Stated exercise :: Please copy the stretch of the data below from the line containing "the man's eye" through the end of the data, keeping every line word for word and including nothing else.

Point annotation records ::
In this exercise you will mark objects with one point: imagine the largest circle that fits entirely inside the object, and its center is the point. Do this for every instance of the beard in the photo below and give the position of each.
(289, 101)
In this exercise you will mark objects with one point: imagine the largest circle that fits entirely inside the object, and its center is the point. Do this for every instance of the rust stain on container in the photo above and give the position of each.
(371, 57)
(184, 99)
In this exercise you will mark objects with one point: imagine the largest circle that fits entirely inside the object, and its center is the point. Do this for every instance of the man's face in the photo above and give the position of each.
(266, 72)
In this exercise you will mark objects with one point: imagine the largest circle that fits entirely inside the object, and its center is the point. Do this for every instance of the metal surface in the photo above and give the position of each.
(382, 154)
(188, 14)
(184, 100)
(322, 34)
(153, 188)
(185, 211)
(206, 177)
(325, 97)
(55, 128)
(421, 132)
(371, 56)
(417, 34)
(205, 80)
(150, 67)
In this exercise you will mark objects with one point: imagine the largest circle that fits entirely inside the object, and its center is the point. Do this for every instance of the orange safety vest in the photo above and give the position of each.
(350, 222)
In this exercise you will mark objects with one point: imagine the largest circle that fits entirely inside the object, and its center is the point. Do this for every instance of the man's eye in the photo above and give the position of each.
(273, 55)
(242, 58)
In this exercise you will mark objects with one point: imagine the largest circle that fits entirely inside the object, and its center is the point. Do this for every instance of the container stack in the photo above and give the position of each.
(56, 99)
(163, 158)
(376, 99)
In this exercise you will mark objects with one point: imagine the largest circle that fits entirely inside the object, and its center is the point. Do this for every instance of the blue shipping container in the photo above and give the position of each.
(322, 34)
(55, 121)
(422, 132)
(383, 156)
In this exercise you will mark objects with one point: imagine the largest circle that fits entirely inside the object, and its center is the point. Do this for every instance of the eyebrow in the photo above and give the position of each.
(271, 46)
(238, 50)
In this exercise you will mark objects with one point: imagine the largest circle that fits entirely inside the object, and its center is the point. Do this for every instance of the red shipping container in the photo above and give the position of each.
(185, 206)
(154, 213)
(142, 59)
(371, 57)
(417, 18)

Expected output ::
In this exercise you will mark objects with one point: imagine the largest circle that fits entirely inside the object, and its center is the point. Do this for every instance of the man's eye in the photo above and give the position of each.
(273, 55)
(242, 58)
In this exercise you will mark objects with one point: imagine the largest circle that fits entirely inside the object, and its center is the point. Do this for every instance of the container stack in the photo above and give the position of each.
(56, 99)
(163, 158)
(376, 99)
In this exercise you will mark objects with one point: imagine the largest circle that fits entirely inside the object, and its center is the point. Do this for every instance of the blue shipping container in the photo above and give the position of each.
(322, 34)
(55, 121)
(422, 132)
(383, 156)
In this exercise you will mark objects with one point: imagine the largest circle that fits entirely inside the object, and its center is the point. Do this for every instance of the eyebrow in the photo above and give the position of each.
(271, 46)
(238, 50)
In this exercise you will mark objects with one point: imagine the largest circle that fits entirely inside the object, and its center is the point. Do this for every instance of the red shipping container in the photo above and give the position of each.
(185, 206)
(154, 213)
(142, 59)
(371, 57)
(417, 18)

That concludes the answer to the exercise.